GIVEN REQUEST: Copy the material below, from the line containing "For this dataset, tag each instance of the concrete sidewalk" through the line containing "[[744, 157]]", swapping "yellow bicycle" for "red bicycle" and leaving every other character as it stands.

EXERCISE MATERIAL:

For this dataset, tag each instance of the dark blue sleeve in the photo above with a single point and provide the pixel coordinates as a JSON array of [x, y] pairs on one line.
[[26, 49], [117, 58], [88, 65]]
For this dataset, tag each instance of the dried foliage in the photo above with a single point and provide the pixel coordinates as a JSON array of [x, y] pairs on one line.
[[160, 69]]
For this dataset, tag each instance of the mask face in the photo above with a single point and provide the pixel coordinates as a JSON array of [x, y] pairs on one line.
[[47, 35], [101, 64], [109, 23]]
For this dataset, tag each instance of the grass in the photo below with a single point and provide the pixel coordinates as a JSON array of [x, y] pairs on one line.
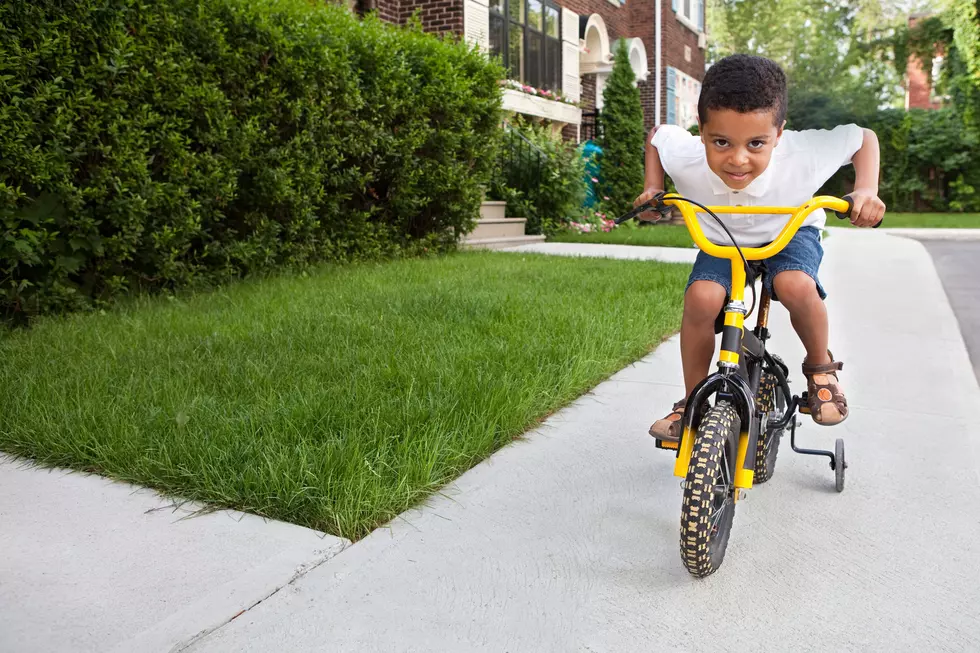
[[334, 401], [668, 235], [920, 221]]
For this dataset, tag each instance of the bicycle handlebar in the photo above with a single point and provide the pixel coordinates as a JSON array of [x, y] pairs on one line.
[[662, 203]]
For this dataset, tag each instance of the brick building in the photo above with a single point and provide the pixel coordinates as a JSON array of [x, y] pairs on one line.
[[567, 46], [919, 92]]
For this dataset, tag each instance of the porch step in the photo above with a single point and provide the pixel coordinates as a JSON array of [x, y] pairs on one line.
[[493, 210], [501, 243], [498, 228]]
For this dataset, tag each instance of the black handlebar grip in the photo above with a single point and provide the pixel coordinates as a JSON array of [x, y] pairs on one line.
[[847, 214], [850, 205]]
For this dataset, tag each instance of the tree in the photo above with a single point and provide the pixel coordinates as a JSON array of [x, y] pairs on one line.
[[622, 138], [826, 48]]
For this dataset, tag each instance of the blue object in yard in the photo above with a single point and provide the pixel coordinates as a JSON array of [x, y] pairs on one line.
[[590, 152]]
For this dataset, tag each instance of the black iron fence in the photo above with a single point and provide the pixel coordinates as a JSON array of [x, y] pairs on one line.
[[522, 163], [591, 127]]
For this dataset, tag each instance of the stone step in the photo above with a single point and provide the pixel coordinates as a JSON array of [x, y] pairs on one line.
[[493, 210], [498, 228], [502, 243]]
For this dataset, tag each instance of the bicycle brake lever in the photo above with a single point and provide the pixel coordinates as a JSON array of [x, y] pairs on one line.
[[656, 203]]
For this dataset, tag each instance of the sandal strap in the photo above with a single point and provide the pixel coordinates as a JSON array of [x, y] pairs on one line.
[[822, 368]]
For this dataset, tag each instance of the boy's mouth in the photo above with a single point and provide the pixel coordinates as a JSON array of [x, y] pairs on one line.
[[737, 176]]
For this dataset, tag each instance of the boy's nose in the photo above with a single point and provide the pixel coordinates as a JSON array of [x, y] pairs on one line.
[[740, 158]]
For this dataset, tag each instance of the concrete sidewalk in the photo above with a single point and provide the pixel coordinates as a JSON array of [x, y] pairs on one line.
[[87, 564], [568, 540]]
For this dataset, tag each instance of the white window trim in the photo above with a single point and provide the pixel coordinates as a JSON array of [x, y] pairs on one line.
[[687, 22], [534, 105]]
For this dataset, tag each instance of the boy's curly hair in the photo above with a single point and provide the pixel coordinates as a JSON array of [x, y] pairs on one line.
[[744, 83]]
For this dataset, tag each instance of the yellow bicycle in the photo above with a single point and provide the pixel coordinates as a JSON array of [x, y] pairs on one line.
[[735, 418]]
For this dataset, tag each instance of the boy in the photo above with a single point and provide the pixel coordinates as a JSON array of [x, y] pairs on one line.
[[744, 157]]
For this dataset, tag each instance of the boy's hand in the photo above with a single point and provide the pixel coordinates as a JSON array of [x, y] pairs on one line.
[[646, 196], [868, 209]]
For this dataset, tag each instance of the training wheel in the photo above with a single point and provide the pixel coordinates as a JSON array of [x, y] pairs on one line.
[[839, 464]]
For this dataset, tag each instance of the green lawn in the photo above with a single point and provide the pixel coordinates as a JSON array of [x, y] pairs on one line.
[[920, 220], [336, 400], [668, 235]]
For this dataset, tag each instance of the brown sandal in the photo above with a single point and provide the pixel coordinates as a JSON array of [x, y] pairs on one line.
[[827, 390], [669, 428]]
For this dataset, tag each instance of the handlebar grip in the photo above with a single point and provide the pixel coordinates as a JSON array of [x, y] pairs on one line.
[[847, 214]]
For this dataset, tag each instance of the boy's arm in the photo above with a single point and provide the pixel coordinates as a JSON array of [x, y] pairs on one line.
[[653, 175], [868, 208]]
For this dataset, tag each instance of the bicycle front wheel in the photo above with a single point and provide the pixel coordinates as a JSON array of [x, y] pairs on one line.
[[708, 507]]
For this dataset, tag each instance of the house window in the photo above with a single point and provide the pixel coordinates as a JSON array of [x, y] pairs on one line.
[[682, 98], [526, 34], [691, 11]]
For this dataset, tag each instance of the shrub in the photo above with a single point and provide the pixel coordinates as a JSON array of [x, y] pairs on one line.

* * *

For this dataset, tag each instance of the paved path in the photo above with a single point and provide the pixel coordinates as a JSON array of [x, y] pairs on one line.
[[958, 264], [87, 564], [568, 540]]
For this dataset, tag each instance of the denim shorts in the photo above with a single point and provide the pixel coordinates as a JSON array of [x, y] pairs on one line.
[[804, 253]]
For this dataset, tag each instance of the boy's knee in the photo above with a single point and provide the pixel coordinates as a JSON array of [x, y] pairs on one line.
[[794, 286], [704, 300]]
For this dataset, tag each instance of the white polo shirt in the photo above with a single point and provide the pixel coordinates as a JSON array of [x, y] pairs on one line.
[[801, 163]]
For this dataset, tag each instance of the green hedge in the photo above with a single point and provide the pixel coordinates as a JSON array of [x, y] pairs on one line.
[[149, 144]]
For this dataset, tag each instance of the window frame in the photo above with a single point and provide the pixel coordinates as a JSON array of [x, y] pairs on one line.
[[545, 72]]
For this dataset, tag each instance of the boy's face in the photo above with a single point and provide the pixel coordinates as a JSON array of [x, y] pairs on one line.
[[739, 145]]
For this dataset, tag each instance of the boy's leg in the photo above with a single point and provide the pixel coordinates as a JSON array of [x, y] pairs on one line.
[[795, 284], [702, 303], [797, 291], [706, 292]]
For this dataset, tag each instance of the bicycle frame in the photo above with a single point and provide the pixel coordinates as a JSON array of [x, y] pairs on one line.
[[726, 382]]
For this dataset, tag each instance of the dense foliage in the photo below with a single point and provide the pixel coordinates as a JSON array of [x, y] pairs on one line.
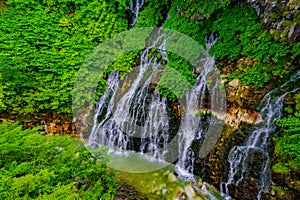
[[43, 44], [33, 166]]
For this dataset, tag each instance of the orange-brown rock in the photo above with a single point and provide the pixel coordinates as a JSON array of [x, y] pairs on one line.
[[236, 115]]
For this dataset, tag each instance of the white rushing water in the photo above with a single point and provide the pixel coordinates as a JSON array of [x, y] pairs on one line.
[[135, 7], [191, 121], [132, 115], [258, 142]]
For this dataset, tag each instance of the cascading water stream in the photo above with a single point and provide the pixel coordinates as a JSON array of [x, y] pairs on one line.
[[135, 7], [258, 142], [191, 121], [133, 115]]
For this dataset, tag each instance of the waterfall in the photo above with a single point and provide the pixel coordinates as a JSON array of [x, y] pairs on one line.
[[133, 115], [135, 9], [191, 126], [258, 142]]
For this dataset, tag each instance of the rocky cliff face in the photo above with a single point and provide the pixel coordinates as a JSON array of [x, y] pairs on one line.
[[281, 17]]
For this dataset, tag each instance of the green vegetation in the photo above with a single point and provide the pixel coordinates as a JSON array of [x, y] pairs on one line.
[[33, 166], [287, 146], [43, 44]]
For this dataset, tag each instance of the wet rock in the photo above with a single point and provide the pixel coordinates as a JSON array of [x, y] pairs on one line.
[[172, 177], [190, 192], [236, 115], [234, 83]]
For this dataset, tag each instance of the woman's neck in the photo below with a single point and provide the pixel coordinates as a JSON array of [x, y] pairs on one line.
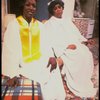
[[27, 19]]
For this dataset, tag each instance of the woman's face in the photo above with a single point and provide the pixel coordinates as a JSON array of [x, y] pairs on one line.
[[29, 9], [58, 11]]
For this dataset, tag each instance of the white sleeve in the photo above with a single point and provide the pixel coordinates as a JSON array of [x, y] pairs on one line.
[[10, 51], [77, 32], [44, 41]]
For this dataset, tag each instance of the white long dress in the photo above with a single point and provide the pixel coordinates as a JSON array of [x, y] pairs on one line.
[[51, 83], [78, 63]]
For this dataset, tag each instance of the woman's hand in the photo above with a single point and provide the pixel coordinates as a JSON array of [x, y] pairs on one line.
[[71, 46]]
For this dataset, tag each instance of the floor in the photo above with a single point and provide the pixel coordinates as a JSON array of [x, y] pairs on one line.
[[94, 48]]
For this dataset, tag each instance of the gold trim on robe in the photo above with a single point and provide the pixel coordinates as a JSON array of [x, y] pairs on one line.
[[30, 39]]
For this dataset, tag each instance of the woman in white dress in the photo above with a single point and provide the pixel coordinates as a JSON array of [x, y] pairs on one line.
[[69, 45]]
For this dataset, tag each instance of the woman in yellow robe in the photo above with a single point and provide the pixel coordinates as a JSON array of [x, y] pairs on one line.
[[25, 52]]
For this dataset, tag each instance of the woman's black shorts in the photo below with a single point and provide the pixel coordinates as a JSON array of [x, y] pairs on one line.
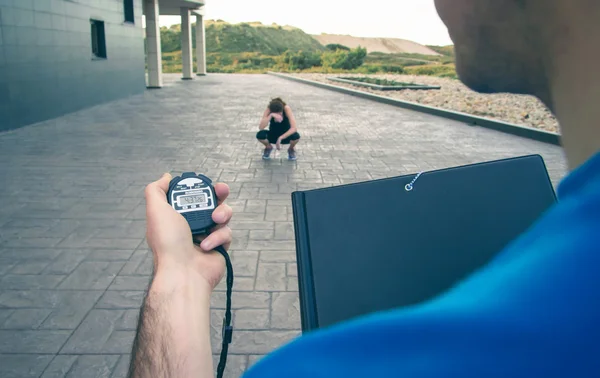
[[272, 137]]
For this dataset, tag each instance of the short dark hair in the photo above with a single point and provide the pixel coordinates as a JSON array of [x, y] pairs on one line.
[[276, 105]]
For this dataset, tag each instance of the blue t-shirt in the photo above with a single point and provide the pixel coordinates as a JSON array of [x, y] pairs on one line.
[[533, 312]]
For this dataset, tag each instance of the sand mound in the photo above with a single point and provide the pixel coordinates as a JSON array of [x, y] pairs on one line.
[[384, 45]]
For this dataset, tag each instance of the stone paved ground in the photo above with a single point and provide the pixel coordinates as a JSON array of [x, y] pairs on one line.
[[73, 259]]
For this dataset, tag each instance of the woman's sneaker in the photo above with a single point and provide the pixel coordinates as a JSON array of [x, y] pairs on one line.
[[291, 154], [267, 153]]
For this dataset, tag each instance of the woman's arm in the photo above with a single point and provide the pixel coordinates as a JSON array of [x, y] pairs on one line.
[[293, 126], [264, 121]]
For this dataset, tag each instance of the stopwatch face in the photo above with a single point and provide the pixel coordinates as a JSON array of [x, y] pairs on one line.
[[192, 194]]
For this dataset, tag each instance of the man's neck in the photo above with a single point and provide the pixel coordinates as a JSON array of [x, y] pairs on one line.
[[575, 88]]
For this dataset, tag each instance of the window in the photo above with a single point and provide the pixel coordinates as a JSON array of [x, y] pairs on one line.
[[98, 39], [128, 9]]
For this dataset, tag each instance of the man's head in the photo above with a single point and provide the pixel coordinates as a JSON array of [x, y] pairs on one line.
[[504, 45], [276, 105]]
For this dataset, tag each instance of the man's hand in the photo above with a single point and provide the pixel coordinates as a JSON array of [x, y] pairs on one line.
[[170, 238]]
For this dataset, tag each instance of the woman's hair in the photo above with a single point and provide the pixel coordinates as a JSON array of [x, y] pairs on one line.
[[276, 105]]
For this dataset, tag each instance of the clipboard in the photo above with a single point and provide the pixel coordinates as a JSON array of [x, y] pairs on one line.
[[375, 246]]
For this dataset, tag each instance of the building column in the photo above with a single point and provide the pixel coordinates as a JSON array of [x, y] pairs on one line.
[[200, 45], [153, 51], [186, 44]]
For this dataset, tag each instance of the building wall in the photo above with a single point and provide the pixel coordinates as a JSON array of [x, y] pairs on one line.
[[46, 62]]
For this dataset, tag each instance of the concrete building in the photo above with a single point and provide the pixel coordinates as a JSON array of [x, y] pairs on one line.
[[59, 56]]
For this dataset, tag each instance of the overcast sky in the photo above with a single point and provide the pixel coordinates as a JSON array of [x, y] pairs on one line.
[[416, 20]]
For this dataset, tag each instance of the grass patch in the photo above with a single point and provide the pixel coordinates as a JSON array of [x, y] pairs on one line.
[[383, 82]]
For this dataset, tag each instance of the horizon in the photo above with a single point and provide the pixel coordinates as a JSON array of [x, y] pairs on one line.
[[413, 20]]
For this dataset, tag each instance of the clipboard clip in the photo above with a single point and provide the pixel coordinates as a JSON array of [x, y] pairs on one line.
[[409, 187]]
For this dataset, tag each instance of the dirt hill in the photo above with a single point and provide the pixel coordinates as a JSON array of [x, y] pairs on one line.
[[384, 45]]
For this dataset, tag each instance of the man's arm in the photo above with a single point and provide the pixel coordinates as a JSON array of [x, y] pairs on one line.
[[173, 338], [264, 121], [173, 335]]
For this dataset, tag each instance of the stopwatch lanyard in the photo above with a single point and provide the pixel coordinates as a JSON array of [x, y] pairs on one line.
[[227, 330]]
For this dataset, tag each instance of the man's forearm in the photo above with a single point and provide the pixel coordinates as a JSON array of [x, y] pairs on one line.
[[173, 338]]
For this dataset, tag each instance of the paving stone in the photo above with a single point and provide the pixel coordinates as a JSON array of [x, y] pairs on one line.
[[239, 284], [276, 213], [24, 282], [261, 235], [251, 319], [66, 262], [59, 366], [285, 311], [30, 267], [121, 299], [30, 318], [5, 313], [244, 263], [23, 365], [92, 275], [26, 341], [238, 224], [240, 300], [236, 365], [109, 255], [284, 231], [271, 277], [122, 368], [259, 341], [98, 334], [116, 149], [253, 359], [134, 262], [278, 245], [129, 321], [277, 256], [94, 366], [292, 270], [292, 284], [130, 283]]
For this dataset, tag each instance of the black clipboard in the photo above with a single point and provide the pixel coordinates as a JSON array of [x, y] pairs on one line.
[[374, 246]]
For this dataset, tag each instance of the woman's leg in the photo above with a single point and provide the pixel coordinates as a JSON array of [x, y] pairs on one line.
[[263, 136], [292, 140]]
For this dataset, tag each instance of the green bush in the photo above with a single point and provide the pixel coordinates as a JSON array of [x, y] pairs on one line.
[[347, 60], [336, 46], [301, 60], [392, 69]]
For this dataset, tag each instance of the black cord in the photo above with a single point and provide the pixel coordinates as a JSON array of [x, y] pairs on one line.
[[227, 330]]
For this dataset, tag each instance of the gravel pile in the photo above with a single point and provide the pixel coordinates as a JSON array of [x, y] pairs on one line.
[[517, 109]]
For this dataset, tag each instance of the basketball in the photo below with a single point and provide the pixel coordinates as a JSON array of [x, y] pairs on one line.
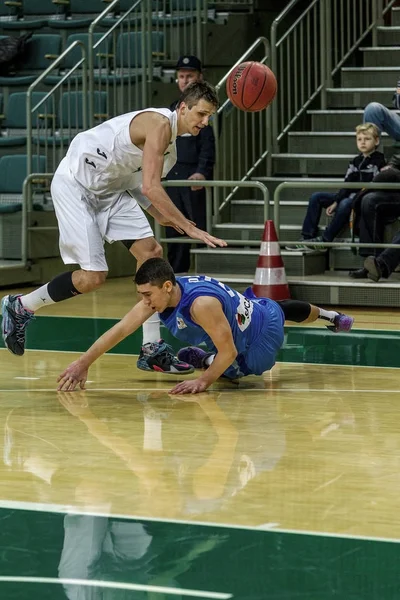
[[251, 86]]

==

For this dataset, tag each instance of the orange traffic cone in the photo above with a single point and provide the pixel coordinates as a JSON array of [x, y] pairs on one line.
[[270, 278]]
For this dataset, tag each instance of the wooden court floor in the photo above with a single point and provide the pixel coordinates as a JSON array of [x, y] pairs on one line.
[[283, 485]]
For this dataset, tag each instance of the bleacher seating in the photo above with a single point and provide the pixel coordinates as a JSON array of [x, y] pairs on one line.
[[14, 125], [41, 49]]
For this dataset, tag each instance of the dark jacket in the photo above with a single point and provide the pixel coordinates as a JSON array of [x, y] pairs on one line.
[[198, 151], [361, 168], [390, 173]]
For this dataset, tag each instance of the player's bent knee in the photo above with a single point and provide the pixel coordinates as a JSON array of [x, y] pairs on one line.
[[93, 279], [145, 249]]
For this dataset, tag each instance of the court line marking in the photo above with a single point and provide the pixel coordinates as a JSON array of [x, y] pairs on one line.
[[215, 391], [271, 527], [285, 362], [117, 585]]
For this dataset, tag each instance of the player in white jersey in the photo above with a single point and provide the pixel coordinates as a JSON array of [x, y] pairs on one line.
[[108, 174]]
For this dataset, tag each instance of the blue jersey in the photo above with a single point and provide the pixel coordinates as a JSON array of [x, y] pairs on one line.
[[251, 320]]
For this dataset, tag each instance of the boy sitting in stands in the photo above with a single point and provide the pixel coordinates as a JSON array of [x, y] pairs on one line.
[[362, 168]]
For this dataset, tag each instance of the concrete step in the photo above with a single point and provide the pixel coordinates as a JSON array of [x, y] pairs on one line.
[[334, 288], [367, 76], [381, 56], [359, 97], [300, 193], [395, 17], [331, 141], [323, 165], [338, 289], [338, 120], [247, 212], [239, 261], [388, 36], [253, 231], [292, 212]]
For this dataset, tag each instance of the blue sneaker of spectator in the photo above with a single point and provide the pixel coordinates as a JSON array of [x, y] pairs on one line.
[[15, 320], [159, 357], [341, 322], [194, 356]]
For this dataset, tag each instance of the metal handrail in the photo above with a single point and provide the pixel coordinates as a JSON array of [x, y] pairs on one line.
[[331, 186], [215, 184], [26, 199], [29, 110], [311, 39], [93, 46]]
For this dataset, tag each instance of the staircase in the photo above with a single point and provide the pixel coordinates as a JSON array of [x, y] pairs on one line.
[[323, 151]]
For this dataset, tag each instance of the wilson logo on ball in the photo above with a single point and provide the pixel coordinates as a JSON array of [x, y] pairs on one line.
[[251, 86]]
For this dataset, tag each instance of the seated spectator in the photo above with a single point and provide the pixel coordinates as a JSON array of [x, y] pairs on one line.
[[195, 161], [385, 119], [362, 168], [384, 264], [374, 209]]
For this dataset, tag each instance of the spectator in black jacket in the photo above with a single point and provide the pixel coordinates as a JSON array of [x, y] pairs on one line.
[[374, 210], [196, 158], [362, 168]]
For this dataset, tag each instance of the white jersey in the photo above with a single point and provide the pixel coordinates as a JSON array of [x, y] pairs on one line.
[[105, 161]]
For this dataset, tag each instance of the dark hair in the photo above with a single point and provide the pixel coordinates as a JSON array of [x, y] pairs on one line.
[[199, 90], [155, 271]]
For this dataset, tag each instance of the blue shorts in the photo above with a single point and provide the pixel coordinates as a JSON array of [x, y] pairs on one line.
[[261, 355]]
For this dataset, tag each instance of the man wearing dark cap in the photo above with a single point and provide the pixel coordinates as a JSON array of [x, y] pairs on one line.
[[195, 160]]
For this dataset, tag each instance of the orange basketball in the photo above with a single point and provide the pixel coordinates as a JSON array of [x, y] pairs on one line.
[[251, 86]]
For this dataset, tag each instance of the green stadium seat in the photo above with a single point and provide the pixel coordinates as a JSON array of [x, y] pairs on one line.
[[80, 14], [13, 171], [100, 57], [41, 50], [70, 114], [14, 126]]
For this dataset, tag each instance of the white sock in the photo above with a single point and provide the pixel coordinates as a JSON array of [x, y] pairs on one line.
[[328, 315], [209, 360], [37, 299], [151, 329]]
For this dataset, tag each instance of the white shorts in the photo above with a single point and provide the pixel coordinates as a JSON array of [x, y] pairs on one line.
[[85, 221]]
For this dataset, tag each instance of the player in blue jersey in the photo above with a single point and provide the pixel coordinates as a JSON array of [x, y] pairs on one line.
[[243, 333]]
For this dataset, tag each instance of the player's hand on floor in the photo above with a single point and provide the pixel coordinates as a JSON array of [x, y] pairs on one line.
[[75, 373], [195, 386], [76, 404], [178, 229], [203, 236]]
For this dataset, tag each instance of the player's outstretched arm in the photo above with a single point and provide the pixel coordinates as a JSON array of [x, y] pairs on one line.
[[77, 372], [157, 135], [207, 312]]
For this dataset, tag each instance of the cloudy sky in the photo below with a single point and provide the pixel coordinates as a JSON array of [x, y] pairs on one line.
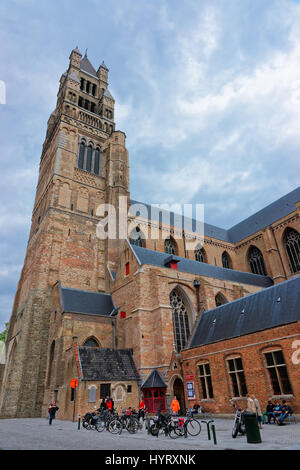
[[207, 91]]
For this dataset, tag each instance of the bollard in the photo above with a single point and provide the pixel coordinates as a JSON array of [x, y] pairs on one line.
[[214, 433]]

RESPONSE TO THIS TASK:
For this dataset, tag each instance of the concrete sidewalk in the photo above with a single point and provide the pixel coordinates as a JSON array of [x, y] pairs on one line.
[[87, 564], [568, 540]]
For this dataset, tag each instance of the white window trim in the photo above with a single point and provide the pixel coordinates as a JSON array of [x, y] pairs on one line.
[[687, 22], [534, 105]]
For this dataset, tag each instance of the boy's curly hair in the photo above with a single point and provide the pixel coordinates as a JSON array of [x, y] pairs on one line.
[[744, 83]]
For this dataset, tag each instance of the red bicycle in the photo above with a single point and provide the pixel coordinates as a JSON array of [x, y] pairs on one line.
[[735, 418]]
For this dataset, tag each instance of the boy in the photo above with a single point and provide the pixel coordinates as a JSON array of [x, y] pairs on one line.
[[744, 157]]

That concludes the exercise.